Your objective: Resume the music review below, starting right after its last sentence and carrying it forward in the same voice.

Adventures in Listening, June 2, 2023: Midnights & Moonlights
Billy Woods and Kenny Segal make the best hip-hop album of the year. Taylor Swift expands her latest era. Plus: New albums from 90s journeymen Dave Matthews and Matchbox Twenty.
Billy Woods & Kenny Segal - Maps
You’ve spent your whole life playing the role of the born loser, convinced that the deck’s been stacked against you from the start. Then all of a sudden, everything starts breaking your way. That’s the existential conundrum facing rapper Billy Woods on his new album Maps— his 12th overall and his second made exclusively with producer Kenny Segal. After years spent grinding, honing his misanthropy and pessimism into a carefully-wrought persona, Woods has started filling out bigger and bigger venues, his well-worn crankiness becoming an increasingly reliable revenue generator. This success chafes against his cynical outlook, a problem that’s unlikely to resolve itself anytime soon; Maps has been greeted with rapturous reviews. But rather than give optimism a try, Woods spends most of his new record finding new sources of anxiety, waiting for the other shoe to drop, demonstrating an admirable skepticism about the ability of worldly success to truly satisfy. In one perverse affirmation of faith, he reminders himself that, fundamentally, “God’s a hater.” Goodness can’t be trusted; Woods wears his cynicism like a suit of armor.

Excerpts from a location annotation dataset
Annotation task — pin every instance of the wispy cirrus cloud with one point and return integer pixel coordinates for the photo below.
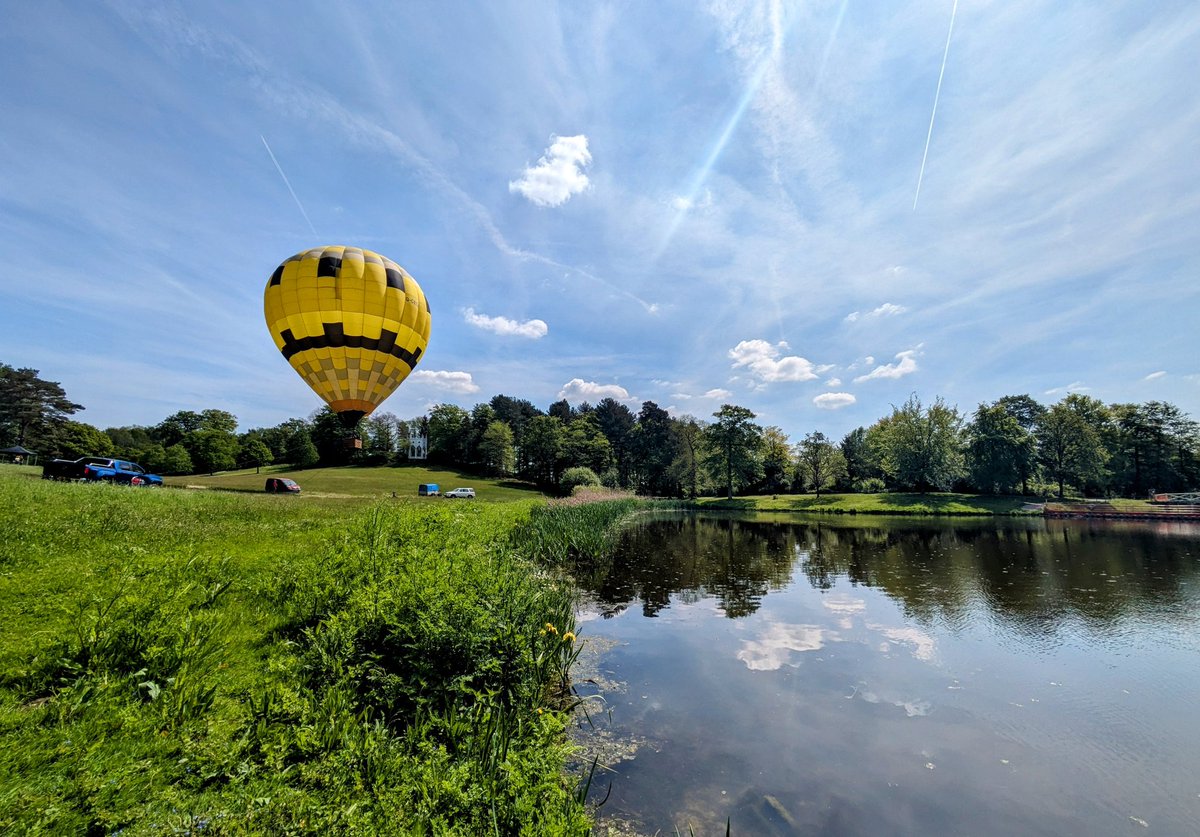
(886, 309)
(768, 365)
(905, 365)
(451, 381)
(503, 325)
(834, 401)
(558, 173)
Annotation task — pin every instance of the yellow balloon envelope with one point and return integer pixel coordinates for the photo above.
(352, 323)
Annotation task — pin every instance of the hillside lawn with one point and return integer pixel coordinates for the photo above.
(234, 662)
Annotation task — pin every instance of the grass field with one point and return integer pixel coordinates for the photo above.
(360, 482)
(234, 662)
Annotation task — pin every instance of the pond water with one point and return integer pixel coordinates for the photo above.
(897, 678)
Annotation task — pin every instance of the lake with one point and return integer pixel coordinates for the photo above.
(897, 676)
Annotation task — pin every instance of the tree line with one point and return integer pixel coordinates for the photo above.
(1014, 445)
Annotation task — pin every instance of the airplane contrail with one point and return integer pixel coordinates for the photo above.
(286, 182)
(936, 96)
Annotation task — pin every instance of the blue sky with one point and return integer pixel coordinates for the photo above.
(671, 202)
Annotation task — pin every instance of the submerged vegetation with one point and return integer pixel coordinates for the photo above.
(197, 661)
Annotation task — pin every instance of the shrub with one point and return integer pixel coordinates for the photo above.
(574, 477)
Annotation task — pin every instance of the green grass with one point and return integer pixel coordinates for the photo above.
(876, 504)
(361, 482)
(240, 663)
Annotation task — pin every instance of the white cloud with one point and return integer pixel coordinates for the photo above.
(453, 381)
(1074, 386)
(558, 173)
(834, 401)
(886, 309)
(577, 390)
(905, 365)
(503, 325)
(682, 204)
(765, 362)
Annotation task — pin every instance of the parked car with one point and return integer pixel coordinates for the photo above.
(101, 469)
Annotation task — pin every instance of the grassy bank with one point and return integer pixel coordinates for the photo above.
(875, 504)
(232, 663)
(352, 482)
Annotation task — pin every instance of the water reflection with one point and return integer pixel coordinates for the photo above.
(1032, 574)
(901, 676)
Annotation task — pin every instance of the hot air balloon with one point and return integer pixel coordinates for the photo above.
(352, 323)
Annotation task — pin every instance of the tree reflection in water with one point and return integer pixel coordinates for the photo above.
(1031, 574)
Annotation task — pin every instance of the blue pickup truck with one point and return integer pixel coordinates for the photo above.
(101, 469)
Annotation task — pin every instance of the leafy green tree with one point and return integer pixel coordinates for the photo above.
(175, 427)
(379, 438)
(922, 449)
(652, 444)
(997, 449)
(617, 425)
(277, 438)
(30, 408)
(333, 439)
(1098, 419)
(820, 463)
(1027, 414)
(1153, 449)
(687, 469)
(857, 455)
(516, 413)
(135, 443)
(177, 461)
(562, 410)
(213, 451)
(777, 461)
(449, 434)
(543, 449)
(75, 439)
(574, 477)
(733, 444)
(1069, 446)
(257, 453)
(301, 451)
(582, 444)
(496, 449)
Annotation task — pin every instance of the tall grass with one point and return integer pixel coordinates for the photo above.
(559, 533)
(201, 662)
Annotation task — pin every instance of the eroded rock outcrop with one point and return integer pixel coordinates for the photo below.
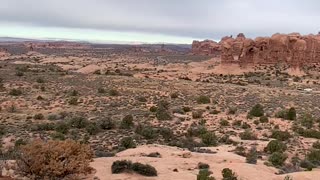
(206, 47)
(293, 49)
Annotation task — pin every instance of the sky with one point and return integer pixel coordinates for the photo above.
(155, 21)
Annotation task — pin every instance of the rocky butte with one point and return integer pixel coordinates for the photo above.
(293, 49)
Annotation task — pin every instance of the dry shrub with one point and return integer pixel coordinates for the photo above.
(54, 159)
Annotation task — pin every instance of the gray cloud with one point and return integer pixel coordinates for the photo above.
(190, 18)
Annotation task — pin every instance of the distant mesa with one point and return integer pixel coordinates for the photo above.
(4, 52)
(293, 49)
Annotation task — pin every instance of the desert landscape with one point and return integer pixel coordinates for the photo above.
(163, 111)
(159, 90)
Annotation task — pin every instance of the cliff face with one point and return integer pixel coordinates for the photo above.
(206, 47)
(293, 49)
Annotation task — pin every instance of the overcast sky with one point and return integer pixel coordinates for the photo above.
(177, 21)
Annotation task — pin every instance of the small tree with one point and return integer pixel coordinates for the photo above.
(252, 156)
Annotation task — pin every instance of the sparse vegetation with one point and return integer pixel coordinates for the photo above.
(256, 111)
(203, 99)
(54, 159)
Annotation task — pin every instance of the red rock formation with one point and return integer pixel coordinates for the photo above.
(56, 44)
(4, 53)
(206, 47)
(293, 49)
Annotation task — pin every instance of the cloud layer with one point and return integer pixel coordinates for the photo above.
(188, 18)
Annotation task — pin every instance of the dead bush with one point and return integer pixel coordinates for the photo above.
(54, 159)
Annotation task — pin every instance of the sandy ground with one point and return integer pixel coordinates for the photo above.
(187, 167)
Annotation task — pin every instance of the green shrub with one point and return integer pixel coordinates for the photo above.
(209, 139)
(288, 114)
(127, 122)
(106, 123)
(245, 125)
(44, 127)
(101, 90)
(227, 174)
(62, 127)
(197, 114)
(162, 112)
(277, 158)
(186, 108)
(53, 117)
(38, 116)
(247, 135)
(40, 80)
(121, 166)
(127, 166)
(113, 92)
(280, 135)
(148, 132)
(292, 114)
(309, 133)
(196, 131)
(232, 110)
(58, 136)
(74, 93)
(166, 133)
(256, 111)
(240, 150)
(307, 164)
(78, 122)
(73, 101)
(142, 99)
(224, 122)
(203, 99)
(203, 165)
(92, 128)
(19, 73)
(314, 157)
(19, 142)
(316, 145)
(276, 146)
(40, 98)
(307, 121)
(252, 156)
(15, 92)
(174, 95)
(127, 142)
(264, 119)
(204, 174)
(144, 169)
(153, 109)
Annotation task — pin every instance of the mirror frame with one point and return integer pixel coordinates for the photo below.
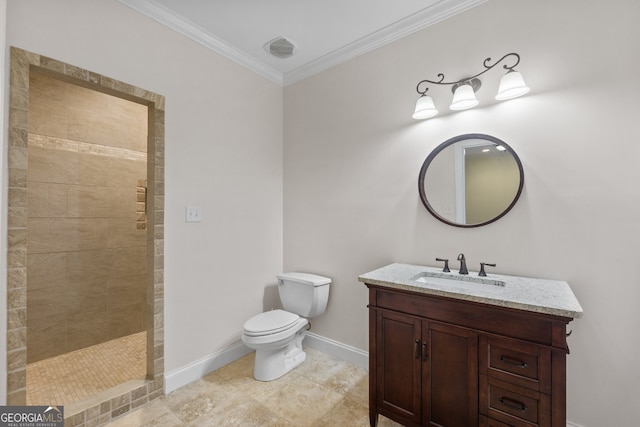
(451, 141)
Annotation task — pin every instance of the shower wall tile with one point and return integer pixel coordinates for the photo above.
(53, 166)
(126, 291)
(45, 341)
(17, 318)
(26, 65)
(84, 249)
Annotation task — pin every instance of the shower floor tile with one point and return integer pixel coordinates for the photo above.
(80, 374)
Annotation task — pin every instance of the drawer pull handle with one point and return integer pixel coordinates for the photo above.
(515, 362)
(513, 404)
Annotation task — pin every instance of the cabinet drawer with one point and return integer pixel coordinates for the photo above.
(490, 422)
(517, 362)
(512, 404)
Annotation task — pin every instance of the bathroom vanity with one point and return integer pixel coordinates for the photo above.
(450, 350)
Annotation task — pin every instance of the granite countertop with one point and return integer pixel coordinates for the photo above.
(524, 293)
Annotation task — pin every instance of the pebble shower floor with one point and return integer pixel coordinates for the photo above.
(80, 374)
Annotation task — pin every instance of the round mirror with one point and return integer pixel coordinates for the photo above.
(471, 180)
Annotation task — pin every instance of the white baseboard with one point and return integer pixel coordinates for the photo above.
(337, 349)
(198, 369)
(180, 377)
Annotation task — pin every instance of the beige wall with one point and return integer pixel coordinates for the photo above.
(86, 254)
(350, 171)
(223, 133)
(353, 154)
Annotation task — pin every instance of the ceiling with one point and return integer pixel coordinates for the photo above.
(325, 32)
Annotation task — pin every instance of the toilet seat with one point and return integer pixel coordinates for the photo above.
(270, 322)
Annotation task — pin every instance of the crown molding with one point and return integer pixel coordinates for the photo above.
(166, 17)
(436, 13)
(399, 29)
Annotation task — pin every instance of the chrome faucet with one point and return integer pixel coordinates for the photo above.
(463, 264)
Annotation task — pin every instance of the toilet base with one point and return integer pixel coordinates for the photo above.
(271, 364)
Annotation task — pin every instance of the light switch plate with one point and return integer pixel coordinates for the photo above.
(193, 214)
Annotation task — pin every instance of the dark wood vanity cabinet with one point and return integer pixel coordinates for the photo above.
(437, 361)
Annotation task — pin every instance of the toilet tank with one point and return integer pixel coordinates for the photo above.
(303, 293)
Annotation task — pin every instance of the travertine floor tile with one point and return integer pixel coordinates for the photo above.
(322, 392)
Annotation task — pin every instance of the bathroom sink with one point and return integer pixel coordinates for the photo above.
(459, 282)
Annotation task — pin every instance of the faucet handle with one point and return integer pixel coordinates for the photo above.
(446, 264)
(482, 272)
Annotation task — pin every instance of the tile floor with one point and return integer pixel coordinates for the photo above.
(78, 375)
(323, 391)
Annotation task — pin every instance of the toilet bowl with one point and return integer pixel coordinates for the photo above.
(277, 335)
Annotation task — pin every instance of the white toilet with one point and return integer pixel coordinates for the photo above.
(277, 335)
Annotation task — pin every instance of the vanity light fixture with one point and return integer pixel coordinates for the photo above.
(512, 85)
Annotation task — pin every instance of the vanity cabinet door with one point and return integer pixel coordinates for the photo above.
(450, 375)
(398, 366)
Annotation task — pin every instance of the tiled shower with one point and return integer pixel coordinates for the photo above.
(86, 198)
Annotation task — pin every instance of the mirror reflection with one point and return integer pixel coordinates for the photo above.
(471, 180)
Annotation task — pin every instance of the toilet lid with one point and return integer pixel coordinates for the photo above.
(270, 322)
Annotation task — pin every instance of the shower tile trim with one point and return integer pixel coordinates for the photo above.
(54, 143)
(22, 63)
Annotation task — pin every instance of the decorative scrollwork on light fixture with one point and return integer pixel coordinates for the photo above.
(512, 85)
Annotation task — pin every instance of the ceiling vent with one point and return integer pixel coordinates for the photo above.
(280, 47)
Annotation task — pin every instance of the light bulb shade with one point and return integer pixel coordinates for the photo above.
(425, 108)
(512, 85)
(464, 97)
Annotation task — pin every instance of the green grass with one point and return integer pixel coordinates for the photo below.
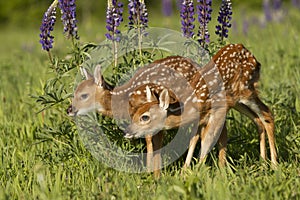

The response:
Maps is loosely structured as a travelogue, a series of check-ins from a working musician gigging from town to town. It’s decidedly not a victory lap— not an award tour, in the parlance of classic hop-hop. The songs are generally short, the writing hardboiled and incisive, Woods’ persona perpetually grumpy. That’s not to say he isn’t funny— on the contrary, Maps is overloaded with surreal humor and sardonic one-liners— but he never lets himself forget that success can be its own prison. On the riotous “Soundcheck,” he spits defiance against the day-to-day inconveniences of touring life. And on the wrenching “Facetime,” he laments the hardship of sustaining a long-distance relationship, mediated by digital technology. Album opener “Kenwood Speakers” finds him returning home for a quick break between gigs, shaking his head at how badly the neighborhood’s been gentrified in the short time he was gone. This is a fully fleshed-out persona, ably supported by the rich environments that Segal creates. There’s no hint of exotica here, no globetrotting glamour; instead, the whole album exists in a state of red-eyed bleariness, the production evocatively jetlagged and bluesy. The chemistry between rapper and producer is undeniable, and it’s tough to recall the last time we got a hip-hop album this specific in its point of view— not the last time we got one more absorbing in its storytelling.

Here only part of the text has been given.